• TRECHO SELECIONADO:
====================

O superego divino, comumente chamado "Deus", é exatamente o intencional centro dos pios exercícios devocionais de auto-entrega. Tendo a este "Deus" como foco de atenção e centro de consciência, o devoto consegue livrar-se do seu ego individual. Isto lhe possibilita elevar-se acima da posição do indivíduo que vê muitas árvores mas não a floresta, e imagina ser uma árvore. Reconhece o caráter abrangente da floresta, ou seja, a identidade coletiva de todos os seres em "Deus". Este é um passo em direção à superação do dualismo do "eu" e do "tu", do conflito entre criaturas essencialmente semelhantes. Tudo é experimentado como uma só coisa, subsumido na única personalidade divina. Todas as criaturas, de todos os lugares e tempos, são "suas" manifestações continuamente mutáveis.
(...) O ego de Deus, a última entidade pessoal, é fundamentalmente tão irreal quanto o ego humano, tão ilusório como o universo, não menos insubstancial do que todos os outros nomes e formas do mundo manifestado; porque "Deus" é somente a mais sutil, a mais magnífica, a mais agradável impressão falsa de todas, neste espetáculo geral de errôneas auto-ilusões. Como as demais formas desta realidade flutuante e transitória, "Deus" existe apenas quando associado ao poder da falsa representação de si. Daí "Deus" não ser real. Além disso, está associado a seu próprio auto-engano tão só em aparência, ou seja, no que concerne a nós.

====================

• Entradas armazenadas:
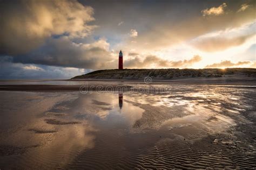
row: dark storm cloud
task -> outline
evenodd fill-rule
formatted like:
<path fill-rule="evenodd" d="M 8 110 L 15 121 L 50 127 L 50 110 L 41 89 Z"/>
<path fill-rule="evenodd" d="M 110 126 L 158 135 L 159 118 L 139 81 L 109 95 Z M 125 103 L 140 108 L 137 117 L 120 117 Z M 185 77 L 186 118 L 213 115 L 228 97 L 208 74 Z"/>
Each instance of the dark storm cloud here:
<path fill-rule="evenodd" d="M 104 40 L 94 44 L 84 44 L 74 43 L 67 37 L 50 39 L 41 48 L 26 55 L 14 56 L 14 62 L 87 69 L 109 68 L 113 66 L 105 43 Z"/>
<path fill-rule="evenodd" d="M 0 79 L 70 79 L 90 70 L 12 62 L 12 58 L 0 58 Z"/>
<path fill-rule="evenodd" d="M 206 52 L 223 51 L 231 47 L 240 45 L 253 36 L 254 36 L 254 34 L 232 38 L 214 36 L 214 37 L 199 39 L 193 43 L 193 46 L 201 51 Z"/>
<path fill-rule="evenodd" d="M 26 53 L 55 34 L 84 37 L 95 27 L 93 9 L 76 1 L 0 1 L 0 53 Z"/>

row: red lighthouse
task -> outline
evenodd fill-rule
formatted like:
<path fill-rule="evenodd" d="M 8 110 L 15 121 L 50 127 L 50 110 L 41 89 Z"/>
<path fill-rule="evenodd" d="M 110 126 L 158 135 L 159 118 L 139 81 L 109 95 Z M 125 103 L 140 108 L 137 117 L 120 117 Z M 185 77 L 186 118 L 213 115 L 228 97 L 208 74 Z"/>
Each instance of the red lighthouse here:
<path fill-rule="evenodd" d="M 118 69 L 123 69 L 123 53 L 122 52 L 122 50 L 120 51 L 119 52 L 119 59 L 118 62 Z"/>

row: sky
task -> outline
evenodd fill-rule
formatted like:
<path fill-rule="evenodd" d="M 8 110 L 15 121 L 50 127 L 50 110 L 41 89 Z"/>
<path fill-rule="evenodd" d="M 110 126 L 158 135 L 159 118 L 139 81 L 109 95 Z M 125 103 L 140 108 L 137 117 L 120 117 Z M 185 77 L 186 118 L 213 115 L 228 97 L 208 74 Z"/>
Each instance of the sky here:
<path fill-rule="evenodd" d="M 0 1 L 0 79 L 256 68 L 255 1 Z"/>

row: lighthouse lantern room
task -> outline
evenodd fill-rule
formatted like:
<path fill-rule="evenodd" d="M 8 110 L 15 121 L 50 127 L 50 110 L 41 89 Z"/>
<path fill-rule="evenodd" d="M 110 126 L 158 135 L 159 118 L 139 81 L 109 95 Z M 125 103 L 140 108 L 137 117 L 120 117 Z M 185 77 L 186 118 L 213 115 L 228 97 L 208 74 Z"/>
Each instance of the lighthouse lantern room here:
<path fill-rule="evenodd" d="M 122 50 L 119 52 L 119 62 L 118 62 L 118 69 L 123 69 L 123 53 Z"/>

====================

• TAREFA PROPOSTA 1:
Transcreva do trecho sobre o superego divino a parte que vai de "(...) O ego de" até "concerne a nós.", inclusive.
• TAREFA PROPOSTA 2:
Segundo o trecho sobre o superego divino, por que "Deus" não é real? Responda em uma a três frases.

• RESPOSTA CORRETA 1:
(...) O ego de Deus, a última entidade pessoal, é fundamentalmente tão irreal quanto o ego humano, tão ilusório como o universo, não menos insubstancial do que todos os outros nomes e formas do mundo manifestado; porque "Deus" é somente a mais sutil, a mais magnífica, a mais agradável impressão falsa de todas, neste espetáculo geral de errôneas auto-ilusões. Como as demais formas desta realidade flutuante e transitória, "Deus" existe apenas quando associado ao poder da falsa representação de si. Daí "Deus" não ser real. Além disso, está associado a seu próprio auto-engano tão só em aparência, ou seja, no que concerne a nós.

• RESPOSTA CORRETA 2:
Porque, como as demais formas da realidade flutuante e transitória, "Deus" existe apenas quando associado ao poder da falsa representação de si. O texto o descreve como a mais sutil, a mais magnífica e a mais agradável impressão falsa de todas.